• _Document extract_
________

On June 22, 1999, Metro Global Media, Inc.'s ("Metro") independent accounting
firm, Grant Thornton, LLP resigned. Since Grant Thornton's appointment, there
have been no disagreements on any matter of accounting principals or practices,
financial statement disclosure or auditing scope or procedure. Grant Thornton
did not audit Metro's May 29, 1999 records nor have they issued a report on
Metro's financial statements.
In its letter to the SEC, which is part of the Form 8-K/A filed with the
Commission on July 13, 1999, Grant Thornton stated that it was unwilling to be
associated with Metro's financial statements.
Metro has furnished Grant Thornton with a copy of this disclosure and has
requested Grant Thornton furnish it with an updated letter addressed to the SEC
stating whether it agrees with the above statements.

________

• _Problem A_
According to the auditor resignation notice, on what date did Grant Thornton resign?
• _Problem B_
Render the stretch of the records from the line containing "Point to the black" through the end of the records as a Markdown table with columns No. and Line, omitting blank lines.

Excerpts of pointing data:

________

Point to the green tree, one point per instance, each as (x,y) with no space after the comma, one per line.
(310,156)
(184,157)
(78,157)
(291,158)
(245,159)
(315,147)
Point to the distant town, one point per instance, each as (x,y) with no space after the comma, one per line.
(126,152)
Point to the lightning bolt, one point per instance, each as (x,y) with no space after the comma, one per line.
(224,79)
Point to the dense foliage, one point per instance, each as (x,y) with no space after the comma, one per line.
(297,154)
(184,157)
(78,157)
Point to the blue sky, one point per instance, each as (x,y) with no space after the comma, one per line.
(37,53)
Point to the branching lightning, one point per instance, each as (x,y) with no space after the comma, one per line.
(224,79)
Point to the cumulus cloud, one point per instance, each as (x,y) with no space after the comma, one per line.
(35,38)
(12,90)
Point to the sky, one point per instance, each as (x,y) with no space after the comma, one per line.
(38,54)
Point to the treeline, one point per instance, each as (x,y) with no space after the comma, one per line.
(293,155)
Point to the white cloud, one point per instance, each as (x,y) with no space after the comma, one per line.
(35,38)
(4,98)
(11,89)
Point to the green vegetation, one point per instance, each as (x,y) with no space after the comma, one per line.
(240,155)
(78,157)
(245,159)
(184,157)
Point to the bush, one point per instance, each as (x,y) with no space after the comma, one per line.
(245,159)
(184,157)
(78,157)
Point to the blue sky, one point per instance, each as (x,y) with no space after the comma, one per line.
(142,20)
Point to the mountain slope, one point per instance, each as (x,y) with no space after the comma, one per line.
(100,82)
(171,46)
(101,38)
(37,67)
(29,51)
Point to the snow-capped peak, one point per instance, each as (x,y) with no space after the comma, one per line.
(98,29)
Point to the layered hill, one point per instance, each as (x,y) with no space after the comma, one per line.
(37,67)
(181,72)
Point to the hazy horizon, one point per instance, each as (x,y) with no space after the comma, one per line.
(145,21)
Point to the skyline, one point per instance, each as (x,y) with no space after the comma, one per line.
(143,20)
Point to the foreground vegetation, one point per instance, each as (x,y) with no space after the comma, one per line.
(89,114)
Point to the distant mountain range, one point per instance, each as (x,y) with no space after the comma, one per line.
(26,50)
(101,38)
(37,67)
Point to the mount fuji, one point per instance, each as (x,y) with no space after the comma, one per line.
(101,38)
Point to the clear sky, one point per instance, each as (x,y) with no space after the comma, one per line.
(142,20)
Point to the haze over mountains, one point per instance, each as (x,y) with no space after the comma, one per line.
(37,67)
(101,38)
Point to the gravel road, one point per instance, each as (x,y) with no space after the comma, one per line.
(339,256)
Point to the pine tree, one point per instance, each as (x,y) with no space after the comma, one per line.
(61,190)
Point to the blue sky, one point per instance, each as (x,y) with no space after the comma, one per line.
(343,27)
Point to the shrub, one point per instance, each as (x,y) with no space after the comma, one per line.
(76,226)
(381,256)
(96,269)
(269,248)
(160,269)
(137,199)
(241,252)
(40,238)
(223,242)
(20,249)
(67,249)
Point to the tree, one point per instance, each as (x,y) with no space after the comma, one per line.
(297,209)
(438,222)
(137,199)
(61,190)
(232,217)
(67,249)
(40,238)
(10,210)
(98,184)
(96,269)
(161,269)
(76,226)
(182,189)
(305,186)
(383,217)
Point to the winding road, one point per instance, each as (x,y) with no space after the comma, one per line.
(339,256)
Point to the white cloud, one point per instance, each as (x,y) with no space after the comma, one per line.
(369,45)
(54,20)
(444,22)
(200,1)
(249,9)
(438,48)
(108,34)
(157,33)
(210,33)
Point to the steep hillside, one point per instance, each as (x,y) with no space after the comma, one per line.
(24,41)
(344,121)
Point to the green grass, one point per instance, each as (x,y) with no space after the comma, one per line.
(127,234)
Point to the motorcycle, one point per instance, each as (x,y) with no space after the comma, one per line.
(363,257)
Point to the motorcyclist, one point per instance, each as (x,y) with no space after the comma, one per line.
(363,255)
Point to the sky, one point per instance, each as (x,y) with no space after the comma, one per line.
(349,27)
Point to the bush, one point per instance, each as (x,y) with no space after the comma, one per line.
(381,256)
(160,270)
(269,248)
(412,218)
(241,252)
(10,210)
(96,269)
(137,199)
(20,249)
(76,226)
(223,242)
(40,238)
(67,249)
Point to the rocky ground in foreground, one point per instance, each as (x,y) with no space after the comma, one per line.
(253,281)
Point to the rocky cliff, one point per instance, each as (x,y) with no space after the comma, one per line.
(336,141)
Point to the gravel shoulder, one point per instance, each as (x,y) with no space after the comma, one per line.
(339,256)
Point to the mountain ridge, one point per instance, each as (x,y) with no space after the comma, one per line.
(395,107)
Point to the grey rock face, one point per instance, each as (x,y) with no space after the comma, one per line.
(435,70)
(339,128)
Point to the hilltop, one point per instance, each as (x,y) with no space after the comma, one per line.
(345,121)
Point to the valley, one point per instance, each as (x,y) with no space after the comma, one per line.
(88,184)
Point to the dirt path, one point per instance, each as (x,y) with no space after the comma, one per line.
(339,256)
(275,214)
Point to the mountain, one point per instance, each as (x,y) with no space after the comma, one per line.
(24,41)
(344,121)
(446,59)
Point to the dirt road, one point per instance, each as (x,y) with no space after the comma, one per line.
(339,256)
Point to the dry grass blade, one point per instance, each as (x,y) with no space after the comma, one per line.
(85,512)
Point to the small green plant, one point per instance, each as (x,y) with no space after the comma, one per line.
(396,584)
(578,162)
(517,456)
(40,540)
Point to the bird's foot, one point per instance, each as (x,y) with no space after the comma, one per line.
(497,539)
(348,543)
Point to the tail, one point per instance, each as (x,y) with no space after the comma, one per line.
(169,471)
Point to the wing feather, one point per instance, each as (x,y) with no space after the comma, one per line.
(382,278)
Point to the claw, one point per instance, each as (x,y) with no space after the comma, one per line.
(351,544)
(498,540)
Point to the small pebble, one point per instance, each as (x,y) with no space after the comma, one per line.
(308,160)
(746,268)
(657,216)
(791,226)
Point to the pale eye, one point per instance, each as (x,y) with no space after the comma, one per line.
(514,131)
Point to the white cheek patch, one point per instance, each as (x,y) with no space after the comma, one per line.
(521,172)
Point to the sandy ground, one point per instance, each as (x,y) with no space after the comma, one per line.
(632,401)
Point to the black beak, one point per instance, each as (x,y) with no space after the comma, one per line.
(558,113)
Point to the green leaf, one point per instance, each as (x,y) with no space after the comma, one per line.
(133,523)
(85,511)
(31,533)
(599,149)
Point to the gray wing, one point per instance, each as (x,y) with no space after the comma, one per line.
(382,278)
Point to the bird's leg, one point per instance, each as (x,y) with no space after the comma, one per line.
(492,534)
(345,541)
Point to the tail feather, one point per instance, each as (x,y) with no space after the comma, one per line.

________

• _Reply A_
June 22, 1999

• _Reply B_
| No. | Line |
|---|---|
| 1 | Point to the black beak, one point per instance, each as (x,y) with no space after the comma, one per line. |
| 2 | (558,113) |
| 3 | Point to the green leaf, one point per instance, each as (x,y) with no space after the comma, one per line. |
| 4 | (133,523) |
| 5 | (85,511) |
| 6 | (31,533) |
| 7 | (599,149) |
| 8 | Point to the gray wing, one point per instance, each as (x,y) with no space after the comma, one per line. |
| 9 | (382,278) |
| 10 | Point to the bird's leg, one point per instance, each as (x,y) with no space after the comma, one per line. |
| 11 | (492,534) |
| 12 | (345,541) |
| 13 | Point to the tail feather, one point per instance, each as (x,y) with no space after the comma, one per line. |